-- Begin Material for this exercise --

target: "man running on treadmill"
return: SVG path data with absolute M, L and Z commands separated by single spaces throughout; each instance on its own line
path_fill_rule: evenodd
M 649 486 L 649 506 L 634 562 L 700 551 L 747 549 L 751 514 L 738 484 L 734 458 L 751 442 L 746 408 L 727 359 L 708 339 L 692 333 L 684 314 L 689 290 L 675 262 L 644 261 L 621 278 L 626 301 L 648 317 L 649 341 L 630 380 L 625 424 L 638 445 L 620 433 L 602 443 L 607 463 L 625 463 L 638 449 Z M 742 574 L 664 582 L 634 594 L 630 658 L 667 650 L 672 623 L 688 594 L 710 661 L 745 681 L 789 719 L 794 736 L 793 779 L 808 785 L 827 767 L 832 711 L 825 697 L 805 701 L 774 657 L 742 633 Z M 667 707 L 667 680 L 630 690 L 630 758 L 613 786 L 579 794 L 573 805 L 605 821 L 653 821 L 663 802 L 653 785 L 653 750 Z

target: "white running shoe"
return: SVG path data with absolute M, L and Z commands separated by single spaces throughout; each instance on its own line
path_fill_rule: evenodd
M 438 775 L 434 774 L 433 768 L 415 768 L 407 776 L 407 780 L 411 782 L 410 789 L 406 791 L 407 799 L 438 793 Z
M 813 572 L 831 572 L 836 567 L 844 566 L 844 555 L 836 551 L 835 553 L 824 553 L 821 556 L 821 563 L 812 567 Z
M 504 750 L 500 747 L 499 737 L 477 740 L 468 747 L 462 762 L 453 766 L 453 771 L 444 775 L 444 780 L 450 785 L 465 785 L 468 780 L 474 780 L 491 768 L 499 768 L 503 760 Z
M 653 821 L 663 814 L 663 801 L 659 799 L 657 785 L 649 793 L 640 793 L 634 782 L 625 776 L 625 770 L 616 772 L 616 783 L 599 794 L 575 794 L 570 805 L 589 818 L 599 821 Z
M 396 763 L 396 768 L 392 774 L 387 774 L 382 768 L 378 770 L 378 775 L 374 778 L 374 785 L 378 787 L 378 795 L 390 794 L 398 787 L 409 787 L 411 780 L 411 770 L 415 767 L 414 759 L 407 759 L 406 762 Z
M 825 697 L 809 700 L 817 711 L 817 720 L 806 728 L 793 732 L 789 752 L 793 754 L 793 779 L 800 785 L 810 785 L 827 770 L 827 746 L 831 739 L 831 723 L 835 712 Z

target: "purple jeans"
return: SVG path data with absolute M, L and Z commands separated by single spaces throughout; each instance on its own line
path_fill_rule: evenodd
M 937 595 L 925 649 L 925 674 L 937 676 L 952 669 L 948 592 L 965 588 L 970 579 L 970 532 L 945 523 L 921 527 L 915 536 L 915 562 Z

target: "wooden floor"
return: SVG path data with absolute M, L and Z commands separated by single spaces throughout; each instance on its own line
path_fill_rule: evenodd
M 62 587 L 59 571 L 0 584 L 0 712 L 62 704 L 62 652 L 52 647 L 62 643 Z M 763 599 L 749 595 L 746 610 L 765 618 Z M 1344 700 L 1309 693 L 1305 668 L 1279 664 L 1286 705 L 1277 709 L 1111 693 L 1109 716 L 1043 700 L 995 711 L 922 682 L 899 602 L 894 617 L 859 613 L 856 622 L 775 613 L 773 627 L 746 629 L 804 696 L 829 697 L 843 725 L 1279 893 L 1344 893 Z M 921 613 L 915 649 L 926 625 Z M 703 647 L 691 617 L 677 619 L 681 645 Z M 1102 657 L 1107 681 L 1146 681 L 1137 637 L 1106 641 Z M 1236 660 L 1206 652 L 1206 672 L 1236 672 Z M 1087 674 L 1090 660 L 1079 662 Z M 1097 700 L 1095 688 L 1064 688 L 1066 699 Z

-- End Material for this exercise --

- _Task directions_
Rewrite the records above from the start through the line containing "M 937 595 L", keeping every line, requests included. Shift each coordinate in the path data by adding 112 to it.

- _Completed task_
target: "man running on treadmill"
return: SVG path data with absolute M, L and Z commands separated by single spaces throughout; each instance on its own line
path_fill_rule: evenodd
M 761 598 L 761 618 L 746 674 L 812 663 L 859 661 L 863 626 L 850 596 L 846 570 L 863 554 L 858 520 L 839 471 L 820 451 L 804 445 L 796 426 L 801 402 L 787 374 L 756 373 L 733 390 L 738 413 L 760 429 L 761 453 L 742 492 L 737 536 L 750 557 L 732 545 L 714 555 L 719 575 L 737 575 L 750 561 Z M 854 686 L 776 694 L 746 706 L 742 770 L 779 762 L 784 735 L 800 706 L 822 773 L 857 793 L 901 831 L 906 848 L 905 891 L 920 897 L 939 879 L 944 823 L 937 809 L 917 813 L 886 769 L 854 745 Z M 779 819 L 779 792 L 742 802 L 742 870 L 725 898 L 691 906 L 685 917 L 717 933 L 765 933 L 775 914 L 765 897 L 765 862 Z

target: "white running shoe"
return: SVG path data with absolute M, L and Z commands separated by single spaces throughout; each instance on its own line
path_fill_rule: evenodd
M 550 887 L 546 886 L 545 880 L 527 880 L 519 888 L 519 892 L 523 894 L 522 901 L 518 903 L 519 911 L 550 905 Z
M 925 684 L 943 684 L 948 679 L 956 678 L 956 667 L 948 663 L 947 665 L 936 665 L 933 668 L 933 675 L 924 679 Z
M 616 862 L 612 859 L 611 849 L 589 852 L 580 859 L 574 874 L 565 878 L 565 883 L 556 887 L 556 892 L 562 897 L 577 897 L 580 892 L 586 892 L 603 880 L 611 880 L 615 872 Z
M 765 933 L 775 926 L 775 913 L 771 911 L 769 897 L 761 905 L 752 905 L 746 894 L 737 888 L 737 882 L 728 884 L 728 895 L 711 906 L 687 906 L 682 917 L 701 930 L 711 933 Z
M 508 875 L 508 880 L 504 886 L 499 886 L 494 880 L 490 882 L 490 887 L 486 890 L 486 897 L 490 899 L 490 907 L 502 906 L 510 899 L 521 899 L 523 892 L 523 882 L 527 879 L 526 871 L 519 871 L 518 874 Z
M 937 809 L 921 812 L 929 823 L 929 832 L 918 840 L 905 844 L 901 864 L 905 866 L 905 891 L 912 897 L 922 897 L 939 882 L 939 858 L 943 851 L 943 835 L 947 824 Z

target: "purple jeans"
return: SVG path data with absolute M, L and Z commands separated by single spaces throughout; each instance on its own line
path_fill_rule: evenodd
M 1049 707 L 1037 761 L 1037 786 L 1049 788 L 1064 781 L 1060 704 L 1077 700 L 1082 691 L 1082 644 L 1057 635 L 1033 639 L 1027 648 L 1027 674 Z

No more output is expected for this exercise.